======== Ausgangstext ========
Newsletter 2/19: Meldung 1

AUTOMOTIVE ENGINEERING EXPO (AEE)

Zentraler Kern des Karosseriebaus der vergangenen Jahre ist die zunehmende Digitalisierung des Engineerings mit all seinen Facetten. Die AUTOMOTIVE ENGINEERING EXPO (AEE) sowie der Kongress am 4. und 5. Juni 2019 am Messeplatz Nürnberg stellen dies mit dem Fokusthema in den Mittelpunkt: „Mit digitaler Entwicklung und flexibler Produktion zu neuen Leichtbau-Karosserie-Strukturen“. Aber was bedeutet dies in der Praxis? Virtualisierung ist das Zauberwort.

Neue Antriebe und Mobilitätskonzepte treiben die automobile Vielfalt rasant voran. Für den im Karosseriebau bedeutet dies: Neue Strukturen und Varianten sind erforderlich, eingespielte Prozesse müssen umgestaltet werden – bei überschaubaren Kosten, versteht sich. Um Fehler bereits im Vorfeld zu vermeiden und Prozesse vorhersagbar zu machen, verlagert sich das Engineering zunehmend ins Virtuelle. Mehr Software, weniger Hardware, lautet die Devise.

Computer Aided Engineering (CAE) hilft dabei, die Bauteile, Karosserien oder ganze Fahrzeuge zu simulieren und verlässliche Voraussagen zu treffen, zum Beispiel wie ein neuer Längsträger die Crashenergie abfängt oder sich neue Legierungen verhalten. Aber nicht nur Produkteigenschaften, auch Prozessschritte werden vorhersehbar. Das geht so weit, dass sich sogar die Ergonomie in der Montage virtuell durchspielen lässt, um die Gesundheit der Mitarbeiter zu schonen.

Die durchgehend virtuelle Prozesskette

Das Interesse der Branche ist groß, den gesamten Produktionsprozess als digitalen Zwilling abzubilden. Das große Ziel besteht darin, Teilabschnitte zu einer Gesamtdarstellung, einer durchgehend virtuellen Prozesskette zusammenzufügen und damit eine Rückkopplung der einzelnen Schritte untereinander zu erlauben. So lassen sich mögliche Verformungen im Fügeprozess oder Lacktrockner bereits im Umformprozess berücksichtigen. Aufwändige Hardwaretests sind damit überflüssig.

Ein anderes, wichtiges Thema bei der Digitalisierung betrifft das Big Data Management: Bei der Vernetzung der Produktionsprozesse, Stichwort Industrie 4.0, entstehen riesige Datenmengen. Doch welche Daten sind sinnvoll zu verwerten? Welche helfen OEM bei der Effizienzsteigerung und Kosteneinsparung?
======== Erfasste Daten ========
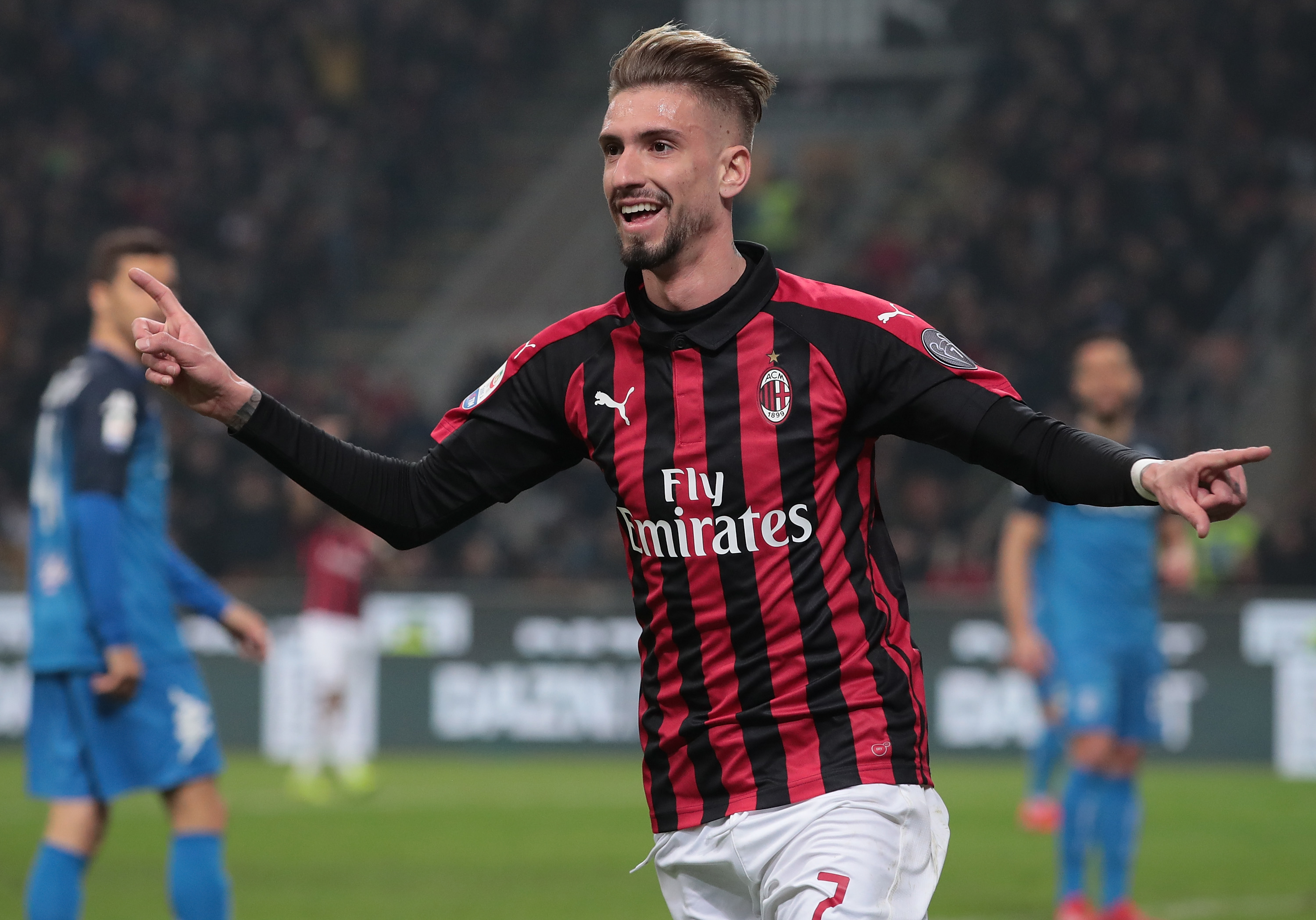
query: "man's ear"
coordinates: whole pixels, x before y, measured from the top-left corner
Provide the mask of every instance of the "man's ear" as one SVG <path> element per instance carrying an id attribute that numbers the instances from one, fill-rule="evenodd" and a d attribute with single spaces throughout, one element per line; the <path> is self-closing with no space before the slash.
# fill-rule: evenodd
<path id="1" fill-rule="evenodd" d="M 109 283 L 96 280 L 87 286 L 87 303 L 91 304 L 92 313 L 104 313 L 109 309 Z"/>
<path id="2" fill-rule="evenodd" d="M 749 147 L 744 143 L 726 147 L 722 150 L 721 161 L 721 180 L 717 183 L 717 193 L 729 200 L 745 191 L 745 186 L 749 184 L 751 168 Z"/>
========
======== Erfasste Daten ========
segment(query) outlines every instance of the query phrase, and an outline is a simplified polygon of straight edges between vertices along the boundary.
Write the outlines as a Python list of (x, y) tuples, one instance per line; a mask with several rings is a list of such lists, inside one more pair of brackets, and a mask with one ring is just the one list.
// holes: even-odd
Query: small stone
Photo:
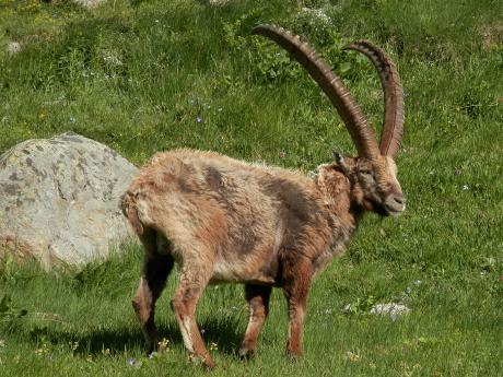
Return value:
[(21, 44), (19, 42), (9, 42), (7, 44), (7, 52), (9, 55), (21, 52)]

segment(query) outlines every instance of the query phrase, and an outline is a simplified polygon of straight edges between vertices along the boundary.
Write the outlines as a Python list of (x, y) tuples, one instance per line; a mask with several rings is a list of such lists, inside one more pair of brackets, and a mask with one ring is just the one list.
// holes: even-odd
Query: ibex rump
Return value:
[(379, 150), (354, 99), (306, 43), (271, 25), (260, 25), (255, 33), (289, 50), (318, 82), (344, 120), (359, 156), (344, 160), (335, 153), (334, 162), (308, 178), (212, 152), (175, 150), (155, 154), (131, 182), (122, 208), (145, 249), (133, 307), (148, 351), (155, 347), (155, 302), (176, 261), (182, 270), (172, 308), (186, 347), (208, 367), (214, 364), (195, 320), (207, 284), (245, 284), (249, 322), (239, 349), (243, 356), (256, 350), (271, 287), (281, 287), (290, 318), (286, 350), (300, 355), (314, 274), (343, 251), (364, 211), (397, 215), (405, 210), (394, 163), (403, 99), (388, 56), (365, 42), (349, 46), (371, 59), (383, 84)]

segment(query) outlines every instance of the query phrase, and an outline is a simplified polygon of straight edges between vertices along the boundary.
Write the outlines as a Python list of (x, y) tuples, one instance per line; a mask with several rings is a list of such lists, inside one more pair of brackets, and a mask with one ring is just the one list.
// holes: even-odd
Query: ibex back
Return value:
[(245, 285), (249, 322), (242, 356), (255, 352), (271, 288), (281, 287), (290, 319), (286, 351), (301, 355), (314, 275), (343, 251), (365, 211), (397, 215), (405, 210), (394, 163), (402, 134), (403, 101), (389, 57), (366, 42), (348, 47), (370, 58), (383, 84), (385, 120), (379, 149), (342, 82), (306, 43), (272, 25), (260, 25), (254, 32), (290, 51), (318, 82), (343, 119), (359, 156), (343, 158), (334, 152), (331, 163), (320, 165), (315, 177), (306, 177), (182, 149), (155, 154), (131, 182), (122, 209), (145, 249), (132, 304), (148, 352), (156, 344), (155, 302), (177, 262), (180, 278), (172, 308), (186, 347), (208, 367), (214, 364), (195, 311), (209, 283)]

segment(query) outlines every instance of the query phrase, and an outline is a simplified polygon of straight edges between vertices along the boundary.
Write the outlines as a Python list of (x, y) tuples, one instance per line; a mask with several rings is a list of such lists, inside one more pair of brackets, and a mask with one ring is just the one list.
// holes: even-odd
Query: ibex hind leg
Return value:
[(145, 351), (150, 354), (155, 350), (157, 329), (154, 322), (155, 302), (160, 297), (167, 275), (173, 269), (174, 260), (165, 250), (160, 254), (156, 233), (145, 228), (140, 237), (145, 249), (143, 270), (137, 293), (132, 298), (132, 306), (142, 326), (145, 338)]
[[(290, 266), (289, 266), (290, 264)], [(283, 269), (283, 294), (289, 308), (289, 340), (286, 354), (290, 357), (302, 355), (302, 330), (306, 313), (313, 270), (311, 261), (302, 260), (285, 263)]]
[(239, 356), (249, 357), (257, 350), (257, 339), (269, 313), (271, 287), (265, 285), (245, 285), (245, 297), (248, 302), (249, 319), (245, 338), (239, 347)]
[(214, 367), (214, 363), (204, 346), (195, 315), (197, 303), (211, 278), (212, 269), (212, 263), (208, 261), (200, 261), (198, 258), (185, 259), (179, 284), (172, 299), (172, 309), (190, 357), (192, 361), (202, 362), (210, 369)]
========
- Ziel der Aufgabe 1
Gib den Text zur AUTOMOTIVE ENGINEERING EXPO wortgetreu wieder, beginnend mit „Neue Antriebe und“ und fortlaufend bis einschließlich „lautet die Devise.“.
- Ziel der Aufgabe 2
Schreibe den Text zur AUTOMOTIVE ENGINEERING EXPO im Anschluss an seinen letzten Satz weiter.
Die Daten stehen in keinem Zusammenhang mit dem Text zur AUTOMOTIVE ENGINEERING EXPO.

- Ergebnis 1
Neue Antriebe und Mobilitätskonzepte treiben die automobile Vielfalt rasant voran. Für den im Karosseriebau bedeutet dies: Neue Strukturen und Varianten sind erforderlich, eingespielte Prozesse müssen umgestaltet werden – bei überschaubaren Kosten, versteht sich. Um Fehler bereits im Vorfeld zu vermeiden und Prozesse vorhersagbar zu machen, verlagert sich das Engineering zunehmend ins Virtuelle. Mehr Software, weniger Hardware, lautet die Devise.

- Ergebnis 2
Elektroautos komplett durchleuchten

Auf der AEE warten Entwickler, Hersteller und Institute mit den neuesten Lösungsansätzen auf. So präsentieren beispielsweise Forscher vom Fraunhofer IIS den größten Computertomographen der Welt, mit dem sich komplette Elektroautos nach einem Crashtest ohne Zerlegen durchleuchten lassen. Struktur und Materialien, die bislang unzugänglich waren können im Detail analysiert werden. Die starke Röntgenstrahlung macht sogar Strukturen in dicht gepackten Akkus sichtbar.

Engineering vom Sofa aus

Auf dem AEE-Congress zeigt EDAG-PS seine „Sofa-Kollaboration“, die zugleich Anwärter für den Innovation- sowie Sustainability Award ist. Damit können Ingenieure buchstäblich vom Sofa aus am Produktionsengineering mitwirken – von der Planung bis zur Instandhaltung, egal, wo auf der Welt sie sich befinden. Der Anwender nutzt eine VR/AR-Brille, mit der eine virtuelle Zelle um eine reale Störkontur projiziert wird. Mit einem realen Teachpendant erhält er die Möglichkeit, den digitalen Zwilling des Roboters zu programmieren. Weitere Anwender können sich per VR-Brille kollaborativ in die Szene „einwählen“.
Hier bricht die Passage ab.